**WHAT NEEDS TO BE DONE:**
Transcribe verbatim the portion of the film review of Dreams of a Life between "How did a woman" and "to die alone.", inclusive.

**DOCUMENT SEGMENT:**
━━━━━━━━━━

Carol Morley's doc Dreams of a Life receives its world premiere tonight at the LFF. Morley is known for her flights of fancy with the documentary form, but here she reins herself in for a gripping and troubling consideration of the life of Joyce Carol Vincent. Who? Who, exactly, for Ms. Vincent was the unfortunate soul whose dead body lay undetected in her London flat for more than two years.
How did a woman described by acquaintances as beautiful, vibrant, intelligent, ambitious and so forth come to such a grim end, surrounded by unopened Christmas presents? Why did nobody look for her? In search of answers, Morley (unseen and largely unheard behind the camera) placed adverts asking for those who knew (or thought they did) Vincent to come forward, and their on-camera interviews form the narrative of Dreams of a Life, as they offer sometimes contradictory assessments of a woman who seemed to hold herself apart and may have chosen to die alone.

━━━━━━━━━━

**SUPPLIED MATERIAL:**
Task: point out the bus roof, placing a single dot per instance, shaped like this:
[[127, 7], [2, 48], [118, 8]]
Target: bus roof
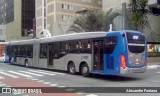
[[22, 42], [73, 36], [84, 35]]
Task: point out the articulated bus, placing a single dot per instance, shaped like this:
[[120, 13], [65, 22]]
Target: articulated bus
[[3, 56], [108, 53]]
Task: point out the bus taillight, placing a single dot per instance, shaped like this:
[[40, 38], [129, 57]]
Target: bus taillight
[[146, 60], [123, 61]]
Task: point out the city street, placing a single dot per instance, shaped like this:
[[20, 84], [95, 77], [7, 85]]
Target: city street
[[74, 85]]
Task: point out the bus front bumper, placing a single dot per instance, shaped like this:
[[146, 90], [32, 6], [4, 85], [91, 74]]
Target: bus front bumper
[[132, 70]]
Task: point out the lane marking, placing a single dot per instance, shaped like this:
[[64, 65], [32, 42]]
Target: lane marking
[[61, 86], [69, 89], [35, 79], [31, 73], [53, 84], [51, 72], [20, 74], [80, 92], [7, 86], [9, 75], [41, 81], [47, 82], [91, 95], [41, 72]]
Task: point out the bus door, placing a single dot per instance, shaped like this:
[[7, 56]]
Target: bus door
[[15, 52], [111, 57], [50, 55], [98, 64]]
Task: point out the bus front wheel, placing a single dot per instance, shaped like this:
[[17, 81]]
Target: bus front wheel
[[72, 68], [85, 70], [26, 63]]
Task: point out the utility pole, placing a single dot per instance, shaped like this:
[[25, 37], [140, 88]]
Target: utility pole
[[124, 16]]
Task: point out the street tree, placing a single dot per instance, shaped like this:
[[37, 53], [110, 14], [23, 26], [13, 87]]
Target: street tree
[[94, 21], [138, 14]]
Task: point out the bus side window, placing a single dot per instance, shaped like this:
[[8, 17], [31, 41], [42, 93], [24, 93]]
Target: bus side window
[[43, 51], [73, 47], [86, 46], [56, 50], [110, 44], [63, 48], [79, 44]]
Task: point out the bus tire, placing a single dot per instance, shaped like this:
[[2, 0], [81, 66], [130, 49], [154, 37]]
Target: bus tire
[[85, 70], [71, 68], [26, 63]]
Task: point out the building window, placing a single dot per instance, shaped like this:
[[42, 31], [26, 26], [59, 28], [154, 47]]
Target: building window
[[70, 7], [99, 2], [153, 50], [66, 17], [64, 6], [28, 13]]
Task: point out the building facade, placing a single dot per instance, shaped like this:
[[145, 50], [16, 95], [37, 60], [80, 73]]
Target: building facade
[[152, 34], [59, 14], [15, 16]]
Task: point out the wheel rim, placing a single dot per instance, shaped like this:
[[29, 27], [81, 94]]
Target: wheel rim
[[72, 69], [85, 70], [26, 63]]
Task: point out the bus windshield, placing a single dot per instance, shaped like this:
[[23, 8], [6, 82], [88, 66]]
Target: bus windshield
[[136, 42]]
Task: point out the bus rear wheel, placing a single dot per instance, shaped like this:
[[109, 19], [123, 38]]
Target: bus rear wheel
[[26, 63], [85, 70], [72, 68]]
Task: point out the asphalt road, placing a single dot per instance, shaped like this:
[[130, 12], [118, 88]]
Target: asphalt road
[[76, 85]]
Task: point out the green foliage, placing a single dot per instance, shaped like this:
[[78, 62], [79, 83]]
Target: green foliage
[[93, 21], [137, 14]]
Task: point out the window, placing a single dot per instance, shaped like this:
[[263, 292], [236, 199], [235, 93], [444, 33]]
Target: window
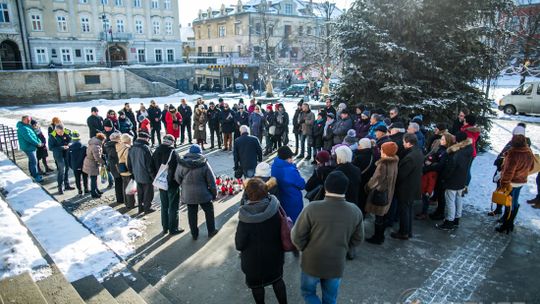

━━━━━━━━━━

**OUTPUT FOR THIS EXERCISE:**
How did a woman described by acquaintances as beautiful, vibrant, intelligent, ambitious and so forth come to such a grim end, surrounded by unopened Christmas presents? Why did nobody look for her? In search of answers, Morley (unseen and largely unheard behind the camera) placed adverts asking for those who knew (or thought they did) Vincent to come forward, and their on-camera interviews form the narrative of Dreams of a Life, as they offer sometimes contradictory assessments of a woman who seemed to hold herself apart and may have chosen to die alone.